◆ Task ◆
Display every line of the material below that contains the string "player", treating uppercase and lowercase letters as distinct.

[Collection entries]
- - - - -
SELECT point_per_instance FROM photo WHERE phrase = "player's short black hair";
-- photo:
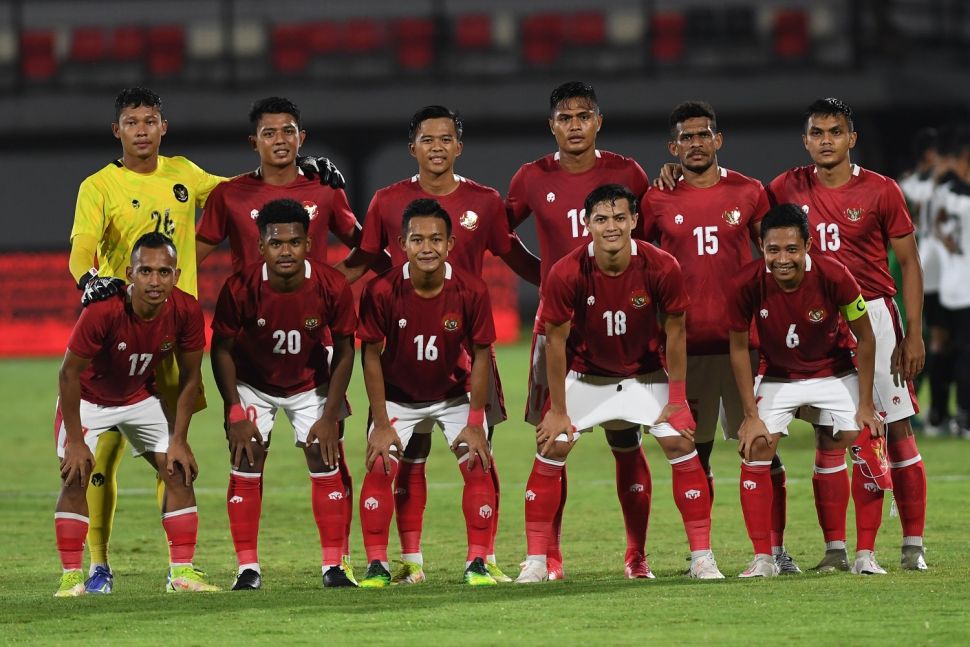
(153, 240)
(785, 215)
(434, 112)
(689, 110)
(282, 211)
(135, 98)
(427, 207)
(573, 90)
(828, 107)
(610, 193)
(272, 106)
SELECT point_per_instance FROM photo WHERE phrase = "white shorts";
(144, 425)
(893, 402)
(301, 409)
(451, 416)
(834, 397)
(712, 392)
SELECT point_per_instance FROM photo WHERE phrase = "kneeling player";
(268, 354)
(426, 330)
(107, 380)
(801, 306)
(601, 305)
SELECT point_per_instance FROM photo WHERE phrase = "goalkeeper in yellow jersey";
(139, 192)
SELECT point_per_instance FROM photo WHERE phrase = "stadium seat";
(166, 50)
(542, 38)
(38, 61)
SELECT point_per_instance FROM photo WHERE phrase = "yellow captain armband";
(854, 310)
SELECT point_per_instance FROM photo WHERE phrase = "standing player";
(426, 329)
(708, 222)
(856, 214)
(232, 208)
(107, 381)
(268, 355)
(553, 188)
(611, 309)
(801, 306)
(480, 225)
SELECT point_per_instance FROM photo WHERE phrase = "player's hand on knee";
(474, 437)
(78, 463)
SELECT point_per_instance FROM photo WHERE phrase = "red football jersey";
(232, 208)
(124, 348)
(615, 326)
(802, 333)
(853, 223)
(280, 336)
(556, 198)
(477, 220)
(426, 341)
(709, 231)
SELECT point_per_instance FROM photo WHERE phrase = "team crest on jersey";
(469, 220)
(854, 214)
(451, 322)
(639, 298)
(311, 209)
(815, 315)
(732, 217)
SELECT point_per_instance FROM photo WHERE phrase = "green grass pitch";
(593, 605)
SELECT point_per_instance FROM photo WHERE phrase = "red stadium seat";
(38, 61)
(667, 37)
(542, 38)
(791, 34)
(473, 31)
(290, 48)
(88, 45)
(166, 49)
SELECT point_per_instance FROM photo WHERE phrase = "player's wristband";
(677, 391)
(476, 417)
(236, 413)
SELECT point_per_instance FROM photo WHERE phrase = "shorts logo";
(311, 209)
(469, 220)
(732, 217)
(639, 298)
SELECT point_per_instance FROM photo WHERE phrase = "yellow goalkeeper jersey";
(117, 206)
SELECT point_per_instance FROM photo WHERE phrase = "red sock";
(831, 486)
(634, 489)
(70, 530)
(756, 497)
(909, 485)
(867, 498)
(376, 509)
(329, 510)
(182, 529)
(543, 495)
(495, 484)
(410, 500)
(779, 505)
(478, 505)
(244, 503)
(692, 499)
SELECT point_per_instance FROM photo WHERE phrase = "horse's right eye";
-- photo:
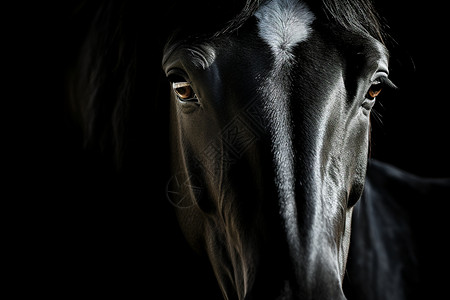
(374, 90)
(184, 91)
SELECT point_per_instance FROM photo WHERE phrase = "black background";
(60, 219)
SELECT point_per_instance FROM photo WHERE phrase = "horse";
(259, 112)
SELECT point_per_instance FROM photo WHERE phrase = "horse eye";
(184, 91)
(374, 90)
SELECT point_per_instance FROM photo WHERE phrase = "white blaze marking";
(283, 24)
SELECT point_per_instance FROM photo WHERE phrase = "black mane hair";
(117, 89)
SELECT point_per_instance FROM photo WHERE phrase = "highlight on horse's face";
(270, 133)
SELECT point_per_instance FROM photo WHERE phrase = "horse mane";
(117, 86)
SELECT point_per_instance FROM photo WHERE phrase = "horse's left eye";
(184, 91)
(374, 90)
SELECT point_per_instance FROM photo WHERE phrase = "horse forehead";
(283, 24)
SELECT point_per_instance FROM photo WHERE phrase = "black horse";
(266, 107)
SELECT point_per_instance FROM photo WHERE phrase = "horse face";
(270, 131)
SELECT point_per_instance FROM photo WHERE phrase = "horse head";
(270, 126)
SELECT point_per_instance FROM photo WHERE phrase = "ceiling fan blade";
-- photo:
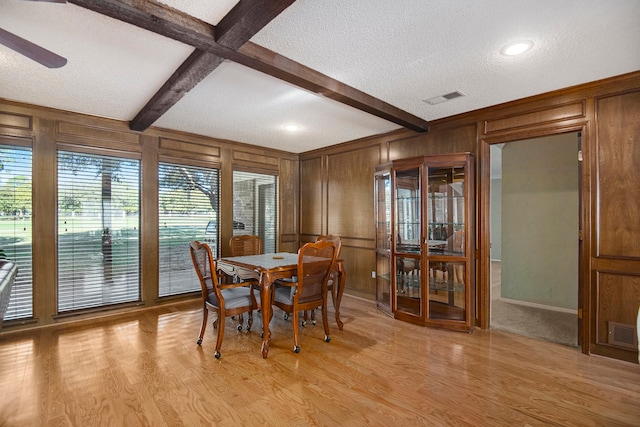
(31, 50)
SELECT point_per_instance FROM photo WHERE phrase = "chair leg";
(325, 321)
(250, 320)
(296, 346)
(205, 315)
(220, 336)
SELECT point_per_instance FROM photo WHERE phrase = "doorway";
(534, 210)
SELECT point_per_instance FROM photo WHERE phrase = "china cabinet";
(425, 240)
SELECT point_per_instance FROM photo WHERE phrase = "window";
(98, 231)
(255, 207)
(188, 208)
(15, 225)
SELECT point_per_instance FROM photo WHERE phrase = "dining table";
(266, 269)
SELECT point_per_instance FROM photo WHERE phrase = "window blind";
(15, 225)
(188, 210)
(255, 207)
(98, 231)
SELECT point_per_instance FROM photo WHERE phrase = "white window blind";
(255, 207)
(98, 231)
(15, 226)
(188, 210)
- - - - -
◆ Exercise answer ◆
SELECT point_per_instance FROM photo WHERE phrase = "player's short black hair";
SELECT point_per_instance FROM photo WHERE phrase = "kneeling player";
SELECT point_per_instance FROM photo WHERE phrase = "standing player";
SELECT point_per_instance FROM photo WHERE phrase = "player's hand on knee";
SELECT point_per_instance FROM photo WHERE phrase = "player's wristband";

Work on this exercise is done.